* **Document excerpt**
(begin)
# Gamefish/North Americian Natives



## TylerFlom89 (Mar 28, 2005)

Hi I'm new to the forum so I'm posting this in a few forums. I just bought a 55 gallon, and have everything, (by the way, i have a under gravel filter, it has 2 panels of 2 opening on both panels on the ends of them, do i just need 2 tubes on the outside of the 2, or do I need to put 4 tubes in with 2 in the middle of the tank?) and i have a 6-10 in. catfish (haven't measured it, but its around half the length of a 10 gallon) and I have it in a ten gallon, and it need's a bigger tank. It's a channel catfish, and i feed it shrimp pellets. I was wondering what kind of setups other people who keep natives have, and if i could put more natives in with the cat, i put a pleco in, and the cat ate it hehe, so I'm putting a bigger one in the 55 gallon. So, i was just curious what other setups people have, and if they have any tips for me.


----------



## fishfreaks (Jan 19, 2005)
(end)
* **Dataset extract**
(begin)
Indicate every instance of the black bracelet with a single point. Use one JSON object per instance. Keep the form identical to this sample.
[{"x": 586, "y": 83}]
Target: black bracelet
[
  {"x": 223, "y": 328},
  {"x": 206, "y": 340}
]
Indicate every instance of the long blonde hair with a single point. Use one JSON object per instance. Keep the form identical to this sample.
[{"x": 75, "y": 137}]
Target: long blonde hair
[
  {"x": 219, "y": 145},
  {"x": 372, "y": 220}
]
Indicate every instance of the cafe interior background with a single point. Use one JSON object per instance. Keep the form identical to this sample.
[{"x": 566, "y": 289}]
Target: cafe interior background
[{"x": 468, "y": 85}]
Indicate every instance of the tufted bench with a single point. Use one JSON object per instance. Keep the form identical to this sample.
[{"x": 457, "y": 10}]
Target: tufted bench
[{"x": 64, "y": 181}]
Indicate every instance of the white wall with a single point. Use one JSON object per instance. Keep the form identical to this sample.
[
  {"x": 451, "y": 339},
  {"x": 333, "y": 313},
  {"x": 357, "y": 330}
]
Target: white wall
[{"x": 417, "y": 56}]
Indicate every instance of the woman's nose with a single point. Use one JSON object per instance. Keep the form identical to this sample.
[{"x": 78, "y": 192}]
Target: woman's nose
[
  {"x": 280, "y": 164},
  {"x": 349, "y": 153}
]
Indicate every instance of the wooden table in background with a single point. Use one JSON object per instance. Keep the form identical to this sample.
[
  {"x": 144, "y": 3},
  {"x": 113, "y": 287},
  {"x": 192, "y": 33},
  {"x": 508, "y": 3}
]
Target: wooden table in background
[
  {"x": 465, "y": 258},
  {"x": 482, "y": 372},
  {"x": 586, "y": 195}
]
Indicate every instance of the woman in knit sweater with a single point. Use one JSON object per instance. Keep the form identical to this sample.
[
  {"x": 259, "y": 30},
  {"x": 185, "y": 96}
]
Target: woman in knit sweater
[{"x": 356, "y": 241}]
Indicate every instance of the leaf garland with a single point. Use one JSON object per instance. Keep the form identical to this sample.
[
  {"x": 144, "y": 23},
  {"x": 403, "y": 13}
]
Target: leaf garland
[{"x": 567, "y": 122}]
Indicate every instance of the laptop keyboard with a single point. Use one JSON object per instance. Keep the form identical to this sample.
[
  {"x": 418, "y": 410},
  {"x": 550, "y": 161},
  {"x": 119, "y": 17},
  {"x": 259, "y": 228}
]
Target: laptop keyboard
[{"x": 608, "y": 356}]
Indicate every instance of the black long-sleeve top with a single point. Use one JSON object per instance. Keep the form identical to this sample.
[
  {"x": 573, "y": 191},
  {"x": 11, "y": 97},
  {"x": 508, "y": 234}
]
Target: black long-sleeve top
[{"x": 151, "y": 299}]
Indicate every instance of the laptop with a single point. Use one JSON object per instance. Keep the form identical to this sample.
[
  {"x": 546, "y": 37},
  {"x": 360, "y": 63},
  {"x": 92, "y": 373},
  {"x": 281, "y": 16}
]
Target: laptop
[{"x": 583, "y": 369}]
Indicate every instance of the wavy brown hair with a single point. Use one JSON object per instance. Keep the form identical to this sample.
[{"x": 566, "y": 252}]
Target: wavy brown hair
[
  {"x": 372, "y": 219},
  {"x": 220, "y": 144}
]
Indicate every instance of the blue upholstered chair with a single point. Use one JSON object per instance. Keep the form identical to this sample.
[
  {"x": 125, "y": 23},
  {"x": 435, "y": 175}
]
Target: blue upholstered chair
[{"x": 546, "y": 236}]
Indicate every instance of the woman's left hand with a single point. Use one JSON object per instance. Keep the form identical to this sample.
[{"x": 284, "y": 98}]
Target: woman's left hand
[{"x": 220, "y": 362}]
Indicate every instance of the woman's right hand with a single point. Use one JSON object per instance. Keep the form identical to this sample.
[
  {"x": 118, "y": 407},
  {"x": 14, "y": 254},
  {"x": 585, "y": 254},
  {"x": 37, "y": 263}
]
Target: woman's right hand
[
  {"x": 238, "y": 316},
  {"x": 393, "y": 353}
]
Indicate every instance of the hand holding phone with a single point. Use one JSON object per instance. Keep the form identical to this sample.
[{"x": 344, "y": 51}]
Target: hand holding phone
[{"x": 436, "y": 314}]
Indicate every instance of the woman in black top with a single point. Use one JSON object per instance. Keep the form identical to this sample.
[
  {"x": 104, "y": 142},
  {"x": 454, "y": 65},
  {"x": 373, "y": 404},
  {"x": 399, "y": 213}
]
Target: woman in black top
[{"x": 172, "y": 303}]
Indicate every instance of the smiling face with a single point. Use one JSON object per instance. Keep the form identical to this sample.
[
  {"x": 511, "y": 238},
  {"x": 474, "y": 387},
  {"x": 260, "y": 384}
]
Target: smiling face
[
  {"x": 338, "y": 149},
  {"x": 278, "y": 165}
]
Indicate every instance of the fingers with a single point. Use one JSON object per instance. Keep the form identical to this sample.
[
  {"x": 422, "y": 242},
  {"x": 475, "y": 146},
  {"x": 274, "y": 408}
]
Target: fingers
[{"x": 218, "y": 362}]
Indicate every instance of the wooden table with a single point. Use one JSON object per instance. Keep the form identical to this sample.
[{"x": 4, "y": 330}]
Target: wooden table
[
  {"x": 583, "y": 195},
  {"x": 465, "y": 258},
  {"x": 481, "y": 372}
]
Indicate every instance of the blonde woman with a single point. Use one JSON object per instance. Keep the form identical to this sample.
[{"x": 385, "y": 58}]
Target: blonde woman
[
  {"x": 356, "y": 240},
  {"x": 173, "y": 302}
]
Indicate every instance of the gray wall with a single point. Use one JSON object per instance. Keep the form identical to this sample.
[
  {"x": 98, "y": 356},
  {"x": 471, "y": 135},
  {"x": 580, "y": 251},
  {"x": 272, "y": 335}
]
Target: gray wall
(end)
* **Goals**
A - In the gamefish forum post, what does the poster feed the channel catfish?
B - Revise the gamefish forum post from "Hi I'm new to" to "tips for me.", putting "sinking pellets" in place of "shrimp pellets".
C - Continue the gamefish forum thread from the point where it stops.

* **Results in order**
A - Shrimp pellets.

B -
Hi I'm new to the forum so I'm posting this in a few forums. I just bought a 55 gallon, and have everything, (by the way, i have a under gravel filter, it has 2 panels of 2 opening on both panels on the ends of them, do i just need 2 tubes on the outside of the 2, or do I need to put 4 tubes in with 2 in the middle of the tank?) and i have a 6-10 in. catfish (haven't measured it, but its around half the length of a 10 gallon) and I have it in a ten gallon, and it need's a bigger tank. It's a channel catfish, and i feed it sinking pellets. I was wondering what kind of setups other people who keep natives have, and if i could put more natives in with the cat, i put a pleco in, and the cat ate it hehe, so I'm putting a bigger one in the 55 gallon. So, i was just curious what other setups people have, and if they have any tips for me.

C -
well first off, wlecome to fish forums!  as you may know channel cats can get to two foot, and i have seen one at about 3 ft!  personally, i think theyre great, just need a huge tank!  he will get big pretty fast, and i wouldnt be suprised if in a few months he outgrew your 55 g.  but if you wish to keep him, just watch out for that tail when hes larger because when he whips it if something's gettin kicked around!, and you can put a pleco in, i dont see why not...as long as hes about the size of the channel cat, maybe an inch smaller, to avoid being eaten again!


----------



## TylerFlom89 (Mar 28, 2005)

oh yeah i should've posted that I'm also an avid fisherman (ironic hehe) and trust me, I know enough about the fish, just not how they will re-act in a tank, how long will the cat live in a tank? Honestly, I would like new fish, but I've had the thing for 3 years and i like him enough that im stuck with him till he dies, and I hope he won't outgrow it, because if he reaches his maximum size well, I don't have enough cash for a inground pool lol.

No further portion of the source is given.